**Work instructions:**
Each entry that follows should be written again verbatim.

**Point-per-instance localization data:**

[Start of Attachment]

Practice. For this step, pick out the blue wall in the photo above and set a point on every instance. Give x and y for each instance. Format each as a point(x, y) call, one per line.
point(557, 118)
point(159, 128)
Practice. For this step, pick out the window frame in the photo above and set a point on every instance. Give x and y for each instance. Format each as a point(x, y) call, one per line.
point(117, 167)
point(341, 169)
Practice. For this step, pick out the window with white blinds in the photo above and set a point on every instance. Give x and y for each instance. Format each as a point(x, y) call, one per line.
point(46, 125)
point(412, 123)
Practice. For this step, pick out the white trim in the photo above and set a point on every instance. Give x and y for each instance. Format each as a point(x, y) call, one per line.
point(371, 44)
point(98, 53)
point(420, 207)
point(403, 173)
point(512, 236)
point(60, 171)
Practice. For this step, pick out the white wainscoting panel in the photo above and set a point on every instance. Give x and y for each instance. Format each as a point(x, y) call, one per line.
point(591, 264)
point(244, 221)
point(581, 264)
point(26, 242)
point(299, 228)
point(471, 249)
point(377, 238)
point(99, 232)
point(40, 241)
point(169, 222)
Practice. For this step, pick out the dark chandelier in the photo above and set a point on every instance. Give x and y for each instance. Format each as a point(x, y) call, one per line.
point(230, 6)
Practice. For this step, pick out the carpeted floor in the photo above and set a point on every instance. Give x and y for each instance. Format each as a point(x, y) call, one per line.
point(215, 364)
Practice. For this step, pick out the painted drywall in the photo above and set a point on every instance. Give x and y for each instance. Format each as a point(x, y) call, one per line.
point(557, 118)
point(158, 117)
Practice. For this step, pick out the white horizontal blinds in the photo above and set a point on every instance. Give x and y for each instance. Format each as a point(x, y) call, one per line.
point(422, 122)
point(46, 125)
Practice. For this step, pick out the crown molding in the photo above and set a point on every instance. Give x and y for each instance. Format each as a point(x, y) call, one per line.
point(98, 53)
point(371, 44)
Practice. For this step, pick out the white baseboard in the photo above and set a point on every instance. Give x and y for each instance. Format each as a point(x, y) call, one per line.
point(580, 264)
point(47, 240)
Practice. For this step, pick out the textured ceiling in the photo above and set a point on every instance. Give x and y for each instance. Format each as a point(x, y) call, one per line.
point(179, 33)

[End of Attachment]

**Exercise response:**
Practice. For this step, pick out the blue wall in the photo above and set a point on every instance. Give x and y for each instance. Format each as a point(x, y) call, one per line.
point(557, 118)
point(159, 128)
Practice. For this step, pick out the window frame in the photo above and set a point on every instance. Give x and y for each instance. Format each as a point(x, y) call, one per line.
point(117, 167)
point(341, 169)
Practice. For this step, pick out the window with white blinds in the photo above and set a point on every instance. Give x and y for each instance. Format each as a point(x, y) call, one per line.
point(46, 125)
point(412, 123)
Practice. For this step, pick out the white trim in the photo above and set a point on every instance. Give x and y for each instance. Format each as a point(x, y) call, one per line.
point(371, 44)
point(98, 53)
point(420, 207)
point(403, 173)
point(512, 236)
point(60, 171)
Practice. For this step, pick out the white wainscoting panel in the photo above and set a point on every instance. Give x and y for each instance. Format each as a point(x, y) call, one per line.
point(591, 264)
point(244, 221)
point(581, 264)
point(26, 242)
point(299, 228)
point(471, 249)
point(377, 238)
point(99, 232)
point(40, 241)
point(169, 222)
Practice. For this step, pick out the dark chandelier in the photo above and set a point on every instance. Give x and y for each instance. Format each as a point(x, y) call, one per line.
point(230, 6)
Practice. For this step, pick out the carpeted floor in the photo above and set a point on every instance. Give x and y for each instance. Format each as a point(x, y) call, one per line.
point(215, 364)
Practice. For this step, pick out the painted drywall in the photo above and set a point on every instance. Give x and y for each instance. Format each as a point(x, y) call, one per line.
point(557, 118)
point(158, 117)
Practice. For this step, pick out the white horizontal blinds in the photo above and set a point on every instance. Give x and y for each instance. Format each as a point(x, y) call, one per line.
point(422, 122)
point(46, 125)
Practice. For this step, pick out the crown molding in the photo above and set a point on every instance. Give x and y for each instance. Format each as a point(x, y) call, one per line.
point(98, 53)
point(371, 44)
Practice. For this step, pick out the white baseboard in the photo above and set a point on every instance. Give x and y for each instance. Format each as a point(x, y) call, one per line.
point(580, 264)
point(47, 240)
Practice. For this step, pick out the textured ceiling in the photo above and set a point on every instance. Give x and y for each instance. Format each as a point(x, y) call, one per line.
point(179, 33)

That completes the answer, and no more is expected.